* [Stated goal]: Render the lines below as a JSON list of strings, one string per line, leaving out blank lines. Omit the pictures from the list.

* [A run of records]:
┄┄┄┄┄┄┄┄┄┄

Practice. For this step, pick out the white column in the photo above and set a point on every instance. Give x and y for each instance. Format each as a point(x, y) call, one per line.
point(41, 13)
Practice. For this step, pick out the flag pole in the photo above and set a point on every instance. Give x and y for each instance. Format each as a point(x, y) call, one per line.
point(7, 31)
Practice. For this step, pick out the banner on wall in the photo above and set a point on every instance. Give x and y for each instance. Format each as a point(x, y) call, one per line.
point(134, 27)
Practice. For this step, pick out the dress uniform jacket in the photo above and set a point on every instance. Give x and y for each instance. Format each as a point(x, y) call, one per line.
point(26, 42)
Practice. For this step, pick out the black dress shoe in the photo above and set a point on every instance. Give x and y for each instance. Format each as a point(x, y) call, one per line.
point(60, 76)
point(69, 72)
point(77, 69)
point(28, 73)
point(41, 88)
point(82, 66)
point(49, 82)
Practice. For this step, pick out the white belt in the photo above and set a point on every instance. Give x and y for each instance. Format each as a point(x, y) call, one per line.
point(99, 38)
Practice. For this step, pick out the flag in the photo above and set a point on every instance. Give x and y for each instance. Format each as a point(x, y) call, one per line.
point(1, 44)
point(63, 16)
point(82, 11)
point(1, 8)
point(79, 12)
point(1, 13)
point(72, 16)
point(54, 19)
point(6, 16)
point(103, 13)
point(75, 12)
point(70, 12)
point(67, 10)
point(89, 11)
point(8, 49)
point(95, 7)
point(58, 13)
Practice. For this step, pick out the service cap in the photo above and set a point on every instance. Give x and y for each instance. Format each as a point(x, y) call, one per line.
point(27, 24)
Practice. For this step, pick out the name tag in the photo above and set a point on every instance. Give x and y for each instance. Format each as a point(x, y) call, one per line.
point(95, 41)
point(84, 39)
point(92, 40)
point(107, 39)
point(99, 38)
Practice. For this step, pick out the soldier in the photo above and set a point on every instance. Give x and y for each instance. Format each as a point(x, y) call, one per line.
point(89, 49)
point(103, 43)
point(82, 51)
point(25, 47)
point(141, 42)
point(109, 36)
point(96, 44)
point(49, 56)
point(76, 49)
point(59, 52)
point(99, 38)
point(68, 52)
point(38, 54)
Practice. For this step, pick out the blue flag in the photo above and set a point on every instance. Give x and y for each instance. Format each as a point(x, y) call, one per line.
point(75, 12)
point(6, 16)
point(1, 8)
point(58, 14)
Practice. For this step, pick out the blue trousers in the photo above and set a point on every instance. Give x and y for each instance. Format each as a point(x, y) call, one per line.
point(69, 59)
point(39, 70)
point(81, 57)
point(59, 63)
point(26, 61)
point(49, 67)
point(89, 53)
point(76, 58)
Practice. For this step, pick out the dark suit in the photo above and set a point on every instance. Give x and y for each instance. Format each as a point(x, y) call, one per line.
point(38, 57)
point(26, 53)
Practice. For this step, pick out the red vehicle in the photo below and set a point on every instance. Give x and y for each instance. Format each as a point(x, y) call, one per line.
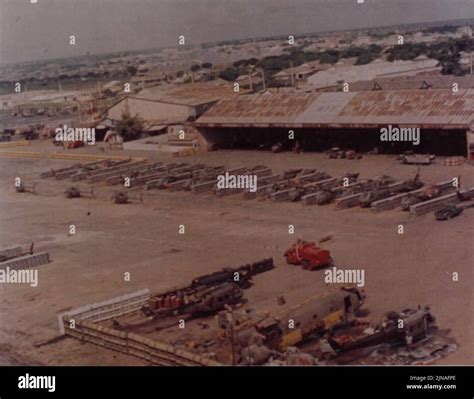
point(308, 255)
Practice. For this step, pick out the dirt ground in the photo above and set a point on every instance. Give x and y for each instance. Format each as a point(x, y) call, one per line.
point(400, 270)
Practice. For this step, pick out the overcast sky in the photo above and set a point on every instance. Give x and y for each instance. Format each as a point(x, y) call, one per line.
point(42, 30)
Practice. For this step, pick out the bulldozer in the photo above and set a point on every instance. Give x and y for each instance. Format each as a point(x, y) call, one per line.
point(308, 255)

┄┄┄┄┄┄┄┄┄┄

* [Problem solution]:
[
  "Practice. For this step, pick out the white column in the photo above and set a point on every instance. Give x and y for each instance. Format each as a point(x, y) call, one per line.",
  "point(41, 13)",
  "Practice. For this step, pick out the flag pole in the photo above and set a point on every instance. Give x and y for each instance. Format each as a point(x, y) call, one per line.",
  "point(7, 31)",
  "Practice. For this step, pick out the banner on wall in the photo above and set a point on every instance. Give x and y for each instance. Format each as a point(x, y) call, one per line.",
  "point(134, 27)",
  "Practice. For this step, pick out the dress uniform jacket in the photo above and set a point on every instance. Give x and y for each instance. Format each as a point(x, y) call, one per line.",
  "point(26, 42)",
  "Practice. For this step, pick out the black dress shoe in the photo above and set a point on every instance. Give x and y for each instance. Format each as a point(x, y) call, one per line.",
  "point(60, 76)",
  "point(69, 72)",
  "point(77, 69)",
  "point(28, 73)",
  "point(41, 88)",
  "point(82, 66)",
  "point(49, 82)",
  "Practice. For this step, pick out the white belt in the photo above and set a point on every instance. Give x and y for each instance. Format each as a point(x, y) call, one per line.",
  "point(99, 38)",
  "Practice. For this step, pick out the flag in the photo above and set a point on every instance. Give x and y for each instance. Format each as a point(x, y) call, one per line.",
  "point(1, 44)",
  "point(63, 16)",
  "point(82, 11)",
  "point(1, 8)",
  "point(79, 12)",
  "point(1, 13)",
  "point(72, 16)",
  "point(54, 19)",
  "point(6, 16)",
  "point(103, 13)",
  "point(75, 12)",
  "point(70, 12)",
  "point(67, 10)",
  "point(89, 11)",
  "point(8, 49)",
  "point(95, 7)",
  "point(58, 13)",
  "Practice. For this step, pick out the service cap in the photo above and set a point on every instance. Give x and y for each instance. Format each as a point(x, y) call, one per line.",
  "point(27, 24)",
  "Practice. For this step, pick out the name tag in the photo above and set a point on every instance. Give x and y for each instance. Format each as a point(x, y) call, one per line.",
  "point(95, 41)",
  "point(84, 39)",
  "point(92, 40)",
  "point(107, 39)",
  "point(99, 38)",
  "Practice. For this step, pick out the soldier in the photo above and set a point on every instance. Give x and y for each instance. Format each as a point(x, y) call, one per line.",
  "point(89, 49)",
  "point(103, 43)",
  "point(82, 51)",
  "point(25, 47)",
  "point(141, 42)",
  "point(109, 36)",
  "point(96, 44)",
  "point(49, 56)",
  "point(76, 49)",
  "point(59, 52)",
  "point(99, 38)",
  "point(68, 52)",
  "point(38, 54)",
  "Practice. For this step, pick out the blue flag in the photo above and set a point on every instance. Give x and y for each instance. Format each as a point(x, y) call, one per line.",
  "point(75, 12)",
  "point(6, 16)",
  "point(1, 8)",
  "point(58, 14)",
  "Practice. For this step, pick out the blue trousers in the photo above and set a point on every instance. Give x and y for each instance. Format each as a point(x, y) call, one per line.",
  "point(69, 59)",
  "point(39, 70)",
  "point(81, 57)",
  "point(59, 63)",
  "point(26, 61)",
  "point(49, 67)",
  "point(89, 53)",
  "point(76, 58)",
  "Practice. For this step, pick out the dark suit in the photo above and set a point on every instance. Give x and y for each instance. Format each as a point(x, y) call, one per line.",
  "point(38, 57)",
  "point(26, 53)",
  "Practice. For this step, pick out the red vehicle in the photo below and set a point on every instance. Give x and y for each instance. Format each as a point(x, y) call, one per line.",
  "point(308, 255)",
  "Practice. For this step, pick out the dirt ground in the photo above and set a point on every instance. Give x and y for each instance. Format each as a point(x, y) call, one per line.",
  "point(400, 270)",
  "Practice. For this step, pick out the overcast sky in the photo above and set a point on every instance. Give x and y for each instance. Format each as a point(x, y) call, one per line.",
  "point(42, 30)",
  "Practice. For this step, pick out the bulldozer in the photo above and set a point on every instance. Give x and y for each instance. Format each as a point(x, y) call, one per line.",
  "point(308, 255)"
]